BEGIN DOCUMENT EXTRACT

BRICS' Economic Growth Spilling Over to Whole of South Asia
21:54 22.04.2023 (Updated: 17:38 25.04.2023)
The US is losing economic ground to China and Russia as Middle Eastern and Asian nations turn to the BRICS development partnership, data indicates. President of The Indian Business Alliance (IBA), Sammy Kotwani, noted that the leading emerging economies are turning their faces east in search of markets and finance.
Washington's global hegemony has declined over the past few years as the rise of BRICS brings a vision of a multipolar world.
BRICS is an acronym for five leading economies: Brazil, Russia, India, China, and South Africa. The first four were initially grouped as BRIC in 2001 by Goldman Sachs economist Jim O'Neill, who coined the term to describe fast-growing economies that would collectively dominate the global economy by 2050. Later on, South Africa was added in 2010.
President of The Indian Business Alliance (IBA) Sammy Kotwani told Sputnik that BRICS is changing the Central and South Asian regions as more countries are looking to join it.
"BRICS is an economic, political, and strategic alliance among emerging powers that aims to enhance multilateral cooperation and promote the interests of developing countries. It has been changing the whole South Asian region in various ways," Kotwani explained. "Firstly, BRICS member countries are major trading partners with South Asian countries, and their economic growth and investment have positive spillover effects in the region. Secondly, BRICS provides a forum for South Asian countries to engage with other emerging powers and support their aspirations for global governance reform."
As the western political systems become more complex and unpredictable, BRICS is fostering stronger ties and economic cooperation.

END DOCUMENT EXTRACT

TO DO —
- a) In the article on BRICS and South Asia, rewrite everything from "BRICS' Economic Growth" down to "a multipolar world.", replacing "global hegemony" with "worldwide dominance".
- b) Name every country that the BRICS article lists as a member of BRICS.
- c) Continue the article on BRICS and South Asia from its last sentence.

BEGIN EXTRACTED DATA

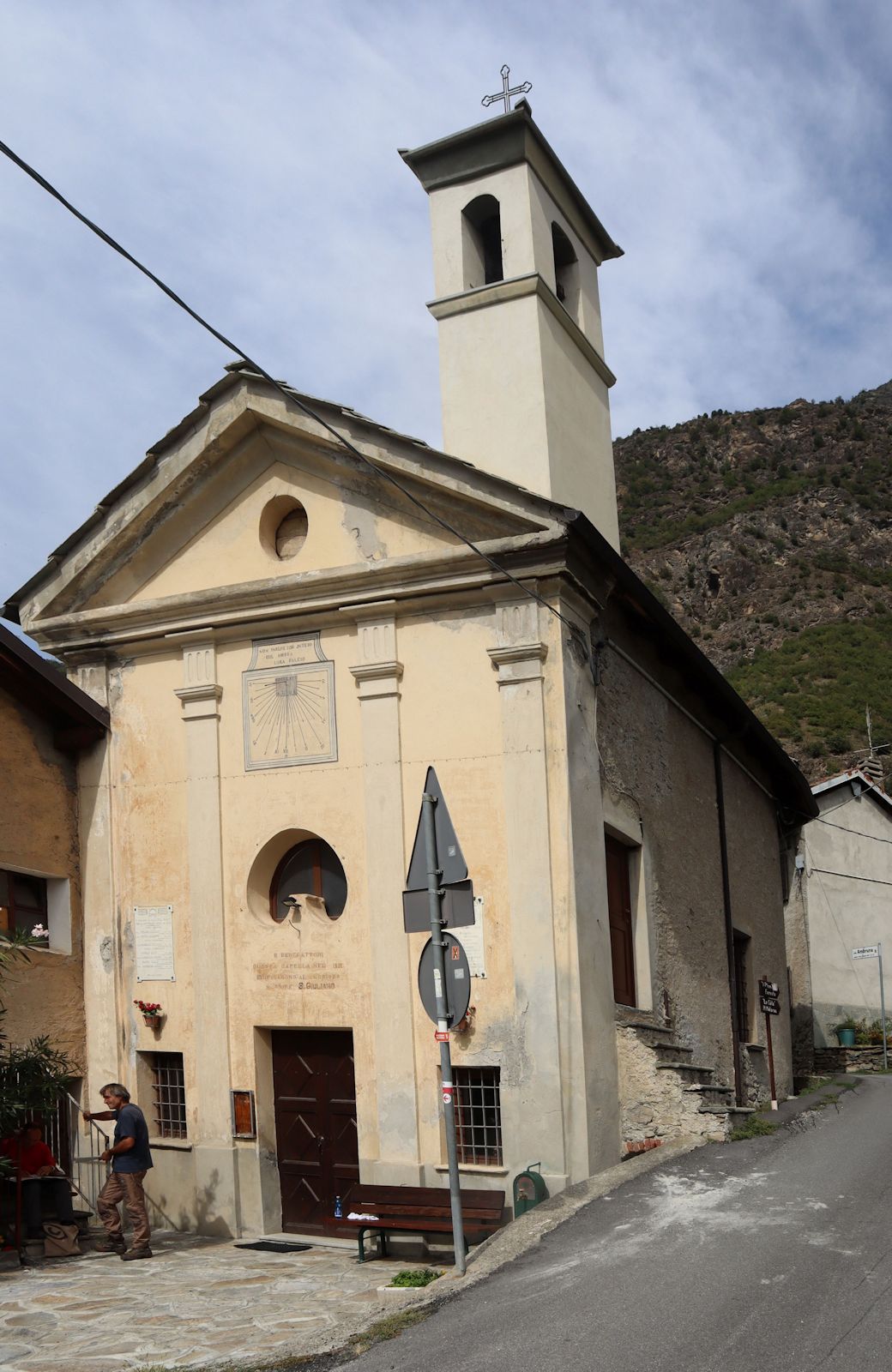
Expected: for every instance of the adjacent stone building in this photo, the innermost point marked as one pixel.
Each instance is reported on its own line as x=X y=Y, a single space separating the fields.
x=292 y=612
x=45 y=722
x=839 y=900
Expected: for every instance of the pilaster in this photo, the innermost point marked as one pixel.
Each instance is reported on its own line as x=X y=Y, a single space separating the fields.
x=213 y=1147
x=377 y=677
x=518 y=658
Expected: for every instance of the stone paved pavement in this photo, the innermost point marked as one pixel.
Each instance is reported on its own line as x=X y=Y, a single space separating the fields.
x=198 y=1303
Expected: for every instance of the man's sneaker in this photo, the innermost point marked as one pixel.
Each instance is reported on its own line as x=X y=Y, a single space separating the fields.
x=110 y=1246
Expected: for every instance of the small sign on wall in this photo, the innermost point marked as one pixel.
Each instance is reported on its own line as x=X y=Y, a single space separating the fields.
x=153 y=933
x=473 y=940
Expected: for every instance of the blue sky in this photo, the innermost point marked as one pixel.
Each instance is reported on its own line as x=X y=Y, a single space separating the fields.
x=247 y=153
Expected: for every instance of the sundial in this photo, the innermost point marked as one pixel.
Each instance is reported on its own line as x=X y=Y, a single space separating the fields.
x=288 y=704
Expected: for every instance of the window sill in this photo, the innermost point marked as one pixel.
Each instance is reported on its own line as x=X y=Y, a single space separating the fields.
x=475 y=1170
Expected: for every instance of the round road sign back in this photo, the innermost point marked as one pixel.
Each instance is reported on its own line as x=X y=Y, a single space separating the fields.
x=457 y=980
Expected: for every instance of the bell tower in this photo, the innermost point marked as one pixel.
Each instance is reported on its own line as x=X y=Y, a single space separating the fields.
x=516 y=254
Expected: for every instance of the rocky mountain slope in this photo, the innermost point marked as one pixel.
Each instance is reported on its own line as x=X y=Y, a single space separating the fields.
x=768 y=535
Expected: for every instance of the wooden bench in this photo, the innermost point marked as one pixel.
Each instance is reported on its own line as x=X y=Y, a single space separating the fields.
x=420 y=1211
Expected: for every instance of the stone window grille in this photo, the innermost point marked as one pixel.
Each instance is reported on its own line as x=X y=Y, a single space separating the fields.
x=478 y=1116
x=169 y=1095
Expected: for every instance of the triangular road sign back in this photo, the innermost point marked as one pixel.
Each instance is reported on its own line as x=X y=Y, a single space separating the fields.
x=448 y=851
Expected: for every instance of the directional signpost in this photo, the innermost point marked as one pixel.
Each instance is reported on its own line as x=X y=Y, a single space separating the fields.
x=439 y=871
x=770 y=1003
x=876 y=951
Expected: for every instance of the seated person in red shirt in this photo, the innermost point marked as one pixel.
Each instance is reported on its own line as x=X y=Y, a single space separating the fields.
x=40 y=1177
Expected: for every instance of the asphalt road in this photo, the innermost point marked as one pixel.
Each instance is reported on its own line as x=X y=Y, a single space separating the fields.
x=768 y=1255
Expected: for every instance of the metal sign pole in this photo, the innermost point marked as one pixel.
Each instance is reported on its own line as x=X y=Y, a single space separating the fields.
x=443 y=1024
x=885 y=1053
x=768 y=1032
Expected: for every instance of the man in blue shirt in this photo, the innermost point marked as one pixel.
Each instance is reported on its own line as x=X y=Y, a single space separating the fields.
x=130 y=1159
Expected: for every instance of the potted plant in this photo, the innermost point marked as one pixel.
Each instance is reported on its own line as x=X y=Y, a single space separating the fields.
x=846 y=1032
x=153 y=1014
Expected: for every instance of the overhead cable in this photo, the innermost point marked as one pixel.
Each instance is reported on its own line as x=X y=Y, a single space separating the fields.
x=292 y=397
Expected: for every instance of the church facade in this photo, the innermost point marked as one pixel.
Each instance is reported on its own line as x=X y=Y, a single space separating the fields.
x=286 y=635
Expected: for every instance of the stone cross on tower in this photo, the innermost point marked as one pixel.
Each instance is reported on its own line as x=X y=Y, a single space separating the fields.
x=505 y=93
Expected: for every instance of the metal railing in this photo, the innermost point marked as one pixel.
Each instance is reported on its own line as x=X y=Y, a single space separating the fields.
x=88 y=1170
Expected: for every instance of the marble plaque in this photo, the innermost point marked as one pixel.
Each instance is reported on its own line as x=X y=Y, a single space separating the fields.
x=288 y=704
x=471 y=939
x=153 y=933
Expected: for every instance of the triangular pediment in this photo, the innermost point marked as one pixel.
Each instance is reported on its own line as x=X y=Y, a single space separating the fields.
x=258 y=494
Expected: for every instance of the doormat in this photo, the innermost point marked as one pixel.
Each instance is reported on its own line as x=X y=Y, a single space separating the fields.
x=267 y=1246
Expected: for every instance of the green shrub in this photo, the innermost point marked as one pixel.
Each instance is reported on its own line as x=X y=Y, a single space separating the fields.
x=752 y=1128
x=415 y=1278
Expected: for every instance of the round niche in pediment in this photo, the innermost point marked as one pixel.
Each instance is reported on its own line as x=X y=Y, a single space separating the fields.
x=283 y=527
x=297 y=877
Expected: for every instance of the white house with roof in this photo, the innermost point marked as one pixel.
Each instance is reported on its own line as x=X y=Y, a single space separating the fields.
x=841 y=899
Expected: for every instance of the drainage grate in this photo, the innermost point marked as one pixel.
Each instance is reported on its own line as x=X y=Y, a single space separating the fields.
x=267 y=1246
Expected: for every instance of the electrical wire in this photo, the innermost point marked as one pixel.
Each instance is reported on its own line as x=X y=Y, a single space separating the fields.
x=292 y=397
x=877 y=839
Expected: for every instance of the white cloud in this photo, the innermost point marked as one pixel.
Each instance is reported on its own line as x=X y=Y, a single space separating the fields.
x=247 y=154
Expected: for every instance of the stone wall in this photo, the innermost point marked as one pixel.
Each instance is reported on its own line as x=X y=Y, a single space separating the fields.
x=654 y=1104
x=861 y=1058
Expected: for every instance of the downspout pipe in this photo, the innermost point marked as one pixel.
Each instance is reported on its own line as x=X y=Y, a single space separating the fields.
x=729 y=923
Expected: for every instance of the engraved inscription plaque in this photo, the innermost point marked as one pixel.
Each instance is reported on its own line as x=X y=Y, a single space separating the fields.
x=153 y=930
x=288 y=704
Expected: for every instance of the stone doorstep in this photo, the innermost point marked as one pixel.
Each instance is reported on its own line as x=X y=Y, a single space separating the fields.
x=316 y=1241
x=642 y=1146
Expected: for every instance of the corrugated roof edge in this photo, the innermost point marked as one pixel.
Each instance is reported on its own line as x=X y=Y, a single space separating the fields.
x=70 y=700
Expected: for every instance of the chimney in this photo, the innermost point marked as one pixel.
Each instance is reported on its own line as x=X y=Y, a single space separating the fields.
x=516 y=256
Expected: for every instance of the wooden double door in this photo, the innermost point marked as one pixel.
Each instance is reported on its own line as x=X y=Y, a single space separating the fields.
x=316 y=1125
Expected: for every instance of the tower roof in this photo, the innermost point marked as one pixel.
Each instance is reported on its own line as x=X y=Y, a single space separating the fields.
x=501 y=143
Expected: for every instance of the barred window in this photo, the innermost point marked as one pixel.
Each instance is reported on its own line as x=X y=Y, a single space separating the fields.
x=478 y=1116
x=169 y=1095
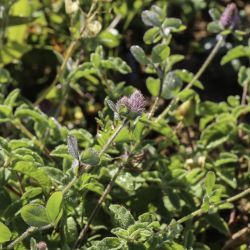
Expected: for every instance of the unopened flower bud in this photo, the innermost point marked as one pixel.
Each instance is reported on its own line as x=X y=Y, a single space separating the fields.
x=71 y=7
x=135 y=103
x=41 y=245
x=230 y=16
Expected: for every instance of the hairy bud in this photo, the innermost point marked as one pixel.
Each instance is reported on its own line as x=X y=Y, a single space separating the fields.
x=41 y=245
x=230 y=16
x=134 y=103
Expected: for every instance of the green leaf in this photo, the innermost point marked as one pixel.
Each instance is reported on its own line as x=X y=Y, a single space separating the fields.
x=187 y=77
x=90 y=157
x=243 y=75
x=139 y=54
x=34 y=115
x=160 y=53
x=61 y=151
x=150 y=18
x=121 y=216
x=209 y=182
x=109 y=243
x=17 y=20
x=173 y=24
x=35 y=215
x=153 y=85
x=152 y=35
x=239 y=51
x=171 y=85
x=218 y=223
x=109 y=39
x=214 y=27
x=38 y=174
x=54 y=207
x=5 y=233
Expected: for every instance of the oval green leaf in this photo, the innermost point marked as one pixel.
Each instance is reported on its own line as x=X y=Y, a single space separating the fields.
x=35 y=215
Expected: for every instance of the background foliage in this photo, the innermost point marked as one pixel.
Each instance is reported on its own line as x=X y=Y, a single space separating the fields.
x=78 y=171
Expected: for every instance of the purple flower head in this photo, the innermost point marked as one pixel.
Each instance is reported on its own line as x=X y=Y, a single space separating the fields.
x=134 y=103
x=41 y=245
x=230 y=16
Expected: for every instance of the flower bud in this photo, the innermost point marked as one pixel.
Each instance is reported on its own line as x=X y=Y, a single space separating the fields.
x=41 y=245
x=230 y=16
x=71 y=7
x=134 y=103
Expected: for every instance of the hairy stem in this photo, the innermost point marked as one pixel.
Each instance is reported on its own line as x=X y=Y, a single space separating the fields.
x=69 y=52
x=244 y=94
x=99 y=203
x=27 y=233
x=200 y=211
x=112 y=138
x=26 y=132
x=195 y=78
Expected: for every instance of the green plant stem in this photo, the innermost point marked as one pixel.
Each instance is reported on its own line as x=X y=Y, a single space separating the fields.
x=244 y=94
x=27 y=233
x=99 y=203
x=69 y=185
x=112 y=138
x=69 y=52
x=16 y=123
x=195 y=78
x=200 y=211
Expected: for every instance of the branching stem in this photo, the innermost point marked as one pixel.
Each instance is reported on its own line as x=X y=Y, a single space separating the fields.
x=195 y=78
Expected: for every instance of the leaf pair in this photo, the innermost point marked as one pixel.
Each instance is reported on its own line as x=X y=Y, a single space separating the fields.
x=38 y=216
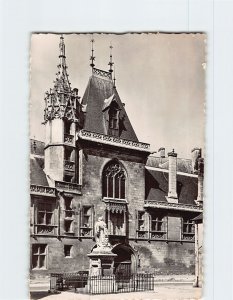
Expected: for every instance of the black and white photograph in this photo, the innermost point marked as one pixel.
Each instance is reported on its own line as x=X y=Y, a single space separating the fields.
x=117 y=152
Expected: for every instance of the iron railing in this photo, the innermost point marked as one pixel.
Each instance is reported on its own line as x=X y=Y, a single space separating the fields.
x=85 y=284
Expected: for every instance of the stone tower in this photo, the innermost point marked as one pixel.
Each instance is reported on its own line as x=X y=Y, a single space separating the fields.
x=62 y=120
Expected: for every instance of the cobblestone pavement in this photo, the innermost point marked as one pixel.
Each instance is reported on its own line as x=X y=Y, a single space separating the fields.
x=165 y=292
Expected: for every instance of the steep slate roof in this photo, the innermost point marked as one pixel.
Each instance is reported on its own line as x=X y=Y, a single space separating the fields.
x=157 y=187
x=37 y=147
x=98 y=90
x=37 y=175
x=183 y=165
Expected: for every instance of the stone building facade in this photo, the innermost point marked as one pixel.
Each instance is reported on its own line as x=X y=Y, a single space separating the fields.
x=93 y=165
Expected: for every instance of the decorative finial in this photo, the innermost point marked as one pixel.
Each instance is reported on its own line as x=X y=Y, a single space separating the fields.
x=114 y=78
x=34 y=144
x=92 y=58
x=110 y=62
x=62 y=47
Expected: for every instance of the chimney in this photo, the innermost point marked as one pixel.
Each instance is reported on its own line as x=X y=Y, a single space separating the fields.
x=195 y=154
x=161 y=152
x=172 y=191
x=199 y=200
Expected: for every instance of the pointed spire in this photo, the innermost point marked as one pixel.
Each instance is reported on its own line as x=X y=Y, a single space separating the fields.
x=92 y=58
x=61 y=101
x=110 y=62
x=114 y=77
x=62 y=82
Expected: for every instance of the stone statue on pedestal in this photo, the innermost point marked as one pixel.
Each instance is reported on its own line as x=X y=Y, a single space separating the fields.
x=101 y=234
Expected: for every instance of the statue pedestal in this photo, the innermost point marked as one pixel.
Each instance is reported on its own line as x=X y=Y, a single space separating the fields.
x=101 y=277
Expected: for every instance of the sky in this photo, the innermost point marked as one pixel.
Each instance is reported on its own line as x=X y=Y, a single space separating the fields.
x=159 y=76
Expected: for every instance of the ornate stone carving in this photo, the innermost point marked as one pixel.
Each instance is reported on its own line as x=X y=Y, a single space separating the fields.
x=68 y=186
x=61 y=101
x=178 y=206
x=101 y=236
x=42 y=190
x=111 y=140
x=102 y=73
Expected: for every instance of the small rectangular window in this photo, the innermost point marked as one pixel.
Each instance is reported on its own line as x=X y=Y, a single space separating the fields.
x=141 y=225
x=68 y=178
x=39 y=256
x=188 y=229
x=67 y=250
x=68 y=226
x=158 y=226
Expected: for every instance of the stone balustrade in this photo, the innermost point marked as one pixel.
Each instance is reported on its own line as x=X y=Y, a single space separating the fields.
x=42 y=190
x=68 y=186
x=68 y=139
x=174 y=206
x=69 y=165
x=112 y=140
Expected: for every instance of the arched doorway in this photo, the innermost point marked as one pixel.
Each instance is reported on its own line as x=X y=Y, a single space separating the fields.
x=125 y=262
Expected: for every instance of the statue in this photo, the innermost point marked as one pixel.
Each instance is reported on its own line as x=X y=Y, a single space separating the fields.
x=101 y=232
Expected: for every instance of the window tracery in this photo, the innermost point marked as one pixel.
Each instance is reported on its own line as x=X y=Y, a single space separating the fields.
x=114 y=181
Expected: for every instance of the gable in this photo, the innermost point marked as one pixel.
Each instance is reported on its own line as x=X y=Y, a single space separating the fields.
x=99 y=95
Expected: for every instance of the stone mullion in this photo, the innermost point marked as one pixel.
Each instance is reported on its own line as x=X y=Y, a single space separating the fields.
x=113 y=186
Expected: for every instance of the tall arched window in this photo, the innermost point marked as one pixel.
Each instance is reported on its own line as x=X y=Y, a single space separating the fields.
x=114 y=181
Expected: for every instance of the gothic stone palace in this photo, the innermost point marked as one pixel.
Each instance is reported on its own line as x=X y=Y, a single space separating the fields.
x=93 y=165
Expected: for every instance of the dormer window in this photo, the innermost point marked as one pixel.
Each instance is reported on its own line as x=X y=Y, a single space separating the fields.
x=111 y=112
x=113 y=128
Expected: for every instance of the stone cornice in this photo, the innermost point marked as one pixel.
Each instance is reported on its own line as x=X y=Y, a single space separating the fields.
x=113 y=141
x=173 y=206
x=42 y=190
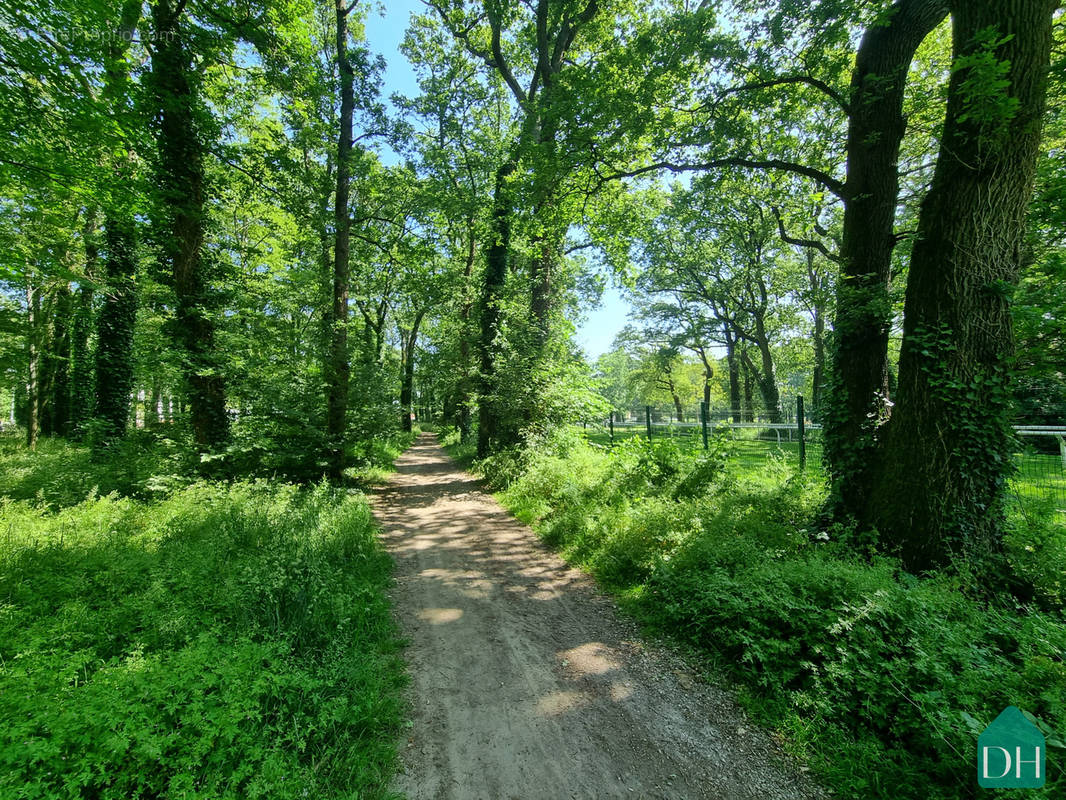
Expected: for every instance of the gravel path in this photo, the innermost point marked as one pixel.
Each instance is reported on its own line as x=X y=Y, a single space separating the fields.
x=525 y=682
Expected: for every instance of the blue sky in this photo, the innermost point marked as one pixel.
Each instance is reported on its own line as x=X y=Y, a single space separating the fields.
x=384 y=34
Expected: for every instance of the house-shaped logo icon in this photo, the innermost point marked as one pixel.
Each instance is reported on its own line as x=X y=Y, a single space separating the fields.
x=1011 y=753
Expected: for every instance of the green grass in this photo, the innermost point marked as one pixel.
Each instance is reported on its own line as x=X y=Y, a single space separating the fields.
x=205 y=641
x=878 y=681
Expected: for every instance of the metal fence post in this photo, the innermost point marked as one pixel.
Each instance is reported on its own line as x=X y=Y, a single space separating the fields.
x=703 y=420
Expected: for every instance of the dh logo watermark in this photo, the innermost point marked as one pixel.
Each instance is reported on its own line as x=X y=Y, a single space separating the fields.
x=1012 y=753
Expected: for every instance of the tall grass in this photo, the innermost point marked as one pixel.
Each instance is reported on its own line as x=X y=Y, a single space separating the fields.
x=225 y=641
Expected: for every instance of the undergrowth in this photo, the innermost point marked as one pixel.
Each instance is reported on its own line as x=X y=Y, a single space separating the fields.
x=882 y=682
x=206 y=641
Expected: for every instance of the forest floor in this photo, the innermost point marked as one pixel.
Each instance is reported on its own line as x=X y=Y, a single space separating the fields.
x=527 y=684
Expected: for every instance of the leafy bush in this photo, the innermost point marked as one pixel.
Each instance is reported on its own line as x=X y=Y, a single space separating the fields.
x=226 y=642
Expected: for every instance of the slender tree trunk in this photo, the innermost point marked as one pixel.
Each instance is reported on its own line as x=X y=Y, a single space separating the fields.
x=859 y=393
x=154 y=417
x=496 y=275
x=83 y=387
x=181 y=161
x=33 y=386
x=114 y=336
x=46 y=378
x=948 y=447
x=818 y=380
x=61 y=356
x=407 y=379
x=750 y=378
x=768 y=376
x=466 y=380
x=338 y=371
x=732 y=361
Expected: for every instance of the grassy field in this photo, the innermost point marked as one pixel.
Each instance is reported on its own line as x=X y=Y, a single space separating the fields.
x=1037 y=490
x=878 y=681
x=212 y=640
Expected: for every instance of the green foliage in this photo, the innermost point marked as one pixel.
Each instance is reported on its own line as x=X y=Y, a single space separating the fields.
x=879 y=681
x=226 y=642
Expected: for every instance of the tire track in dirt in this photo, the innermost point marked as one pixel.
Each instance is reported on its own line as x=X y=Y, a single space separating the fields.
x=525 y=682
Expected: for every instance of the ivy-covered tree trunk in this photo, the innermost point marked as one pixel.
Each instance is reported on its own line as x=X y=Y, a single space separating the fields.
x=181 y=205
x=83 y=386
x=948 y=447
x=114 y=331
x=858 y=392
x=46 y=379
x=61 y=360
x=338 y=369
x=34 y=339
x=496 y=275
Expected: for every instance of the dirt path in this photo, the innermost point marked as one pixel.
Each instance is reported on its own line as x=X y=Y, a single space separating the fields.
x=525 y=682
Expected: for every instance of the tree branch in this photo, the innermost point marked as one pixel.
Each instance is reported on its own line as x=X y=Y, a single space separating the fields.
x=834 y=186
x=812 y=243
x=821 y=85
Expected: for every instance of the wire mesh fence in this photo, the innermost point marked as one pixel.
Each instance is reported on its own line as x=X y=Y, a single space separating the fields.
x=1037 y=486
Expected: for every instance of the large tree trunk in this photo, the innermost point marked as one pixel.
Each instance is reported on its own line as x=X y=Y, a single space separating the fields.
x=181 y=161
x=338 y=369
x=114 y=339
x=496 y=274
x=948 y=447
x=858 y=396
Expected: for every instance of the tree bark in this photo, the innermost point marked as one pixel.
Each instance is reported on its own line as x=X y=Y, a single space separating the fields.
x=61 y=360
x=181 y=161
x=732 y=361
x=83 y=387
x=858 y=395
x=407 y=379
x=114 y=334
x=34 y=347
x=948 y=448
x=496 y=274
x=466 y=380
x=749 y=379
x=338 y=369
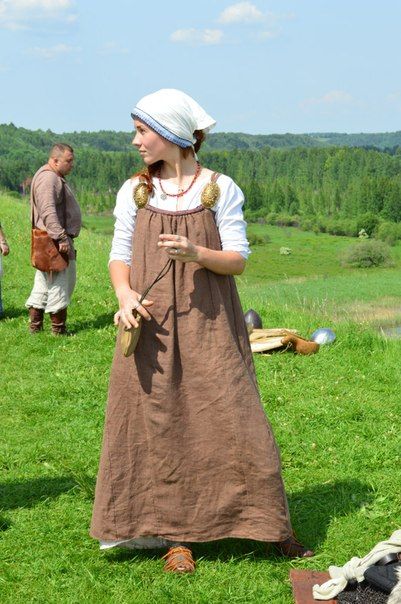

END EXTRACTED DATA

ANSWERS IN ORDER —
- a)
BRICS' Economic Growth Spilling Over to Whole of South Asia
21:54 22.04.2023 (Updated: 17:38 25.04.2023)
The US is losing economic ground to China and Russia as Middle Eastern and Asian nations turn to the BRICS development partnership, data indicates. President of The Indian Business Alliance (IBA), Sammy Kotwani, noted that the leading emerging economies are turning their faces east in search of markets and finance.
Washington's worldwide dominance has declined over the past few years as the rise of BRICS brings a vision of a multipolar world.

- b) Brazil, Russia, India, China, South Africa

- c)
Last Monday, Bloomberg reported that members of the BRICS group are expected to outpace the US-led G7 in terms of their contribution to the world’s economic growth, starting this year.
Based on the latest IMF data, BRICS countries will contribute 32.1% of the world’s growth, compared to the G7’s 29.9%. The Group of Seven nations (G7) – consisting of the US, UK, Canada, France, Germany, Italy, and Japan – has long been considered the most advanced economic bloc of countries. Russia was a member, until 2014, when it was expelled due to the fallout from the Western-backed Maidan coup in Ukraine.
However, now it seems that the global picture is changing, as by 2028, the G7’s contribution to the world economy is predicted to decrease to 27.8%, while the BRICS will account for 35%.
According to Kotwani, huge economic turnovers and trade partnerships are not the only elements that connect the BRICS.
"BRICS also plays a significant role in addressing regional security issues and promoting peace and stability, through initiatives like the BRICS Counter-Terrorism Working Group and the BRICS Security Dialogue," he told Sputnik.
He further added that the five members of the BRICS represent more than 42% of the planet’s total population, hence, it cannot be ignored that these nations rich in natural resources, such as oil and gas and minerals enjoy the greatest biodiversity on the planet and play a vital role in the future.
Furthermore, over the years, the members of BRICS have cooperated on various important projects such as the establishment of the New Development Bank (NDB) to support its members.
However, one more important measure was the creation of a vaccine research and development center through the collaboration of the five members last March.
At the launch ceremony, the five countries explained that strengthening vaccine cooperation aims to ensure the accessibility and affordability of vaccines in developing countries through their equitable distribution as global public goods. Moreover, BRICS members made it clear that they place special emphasis on openness and welcome more partners to join.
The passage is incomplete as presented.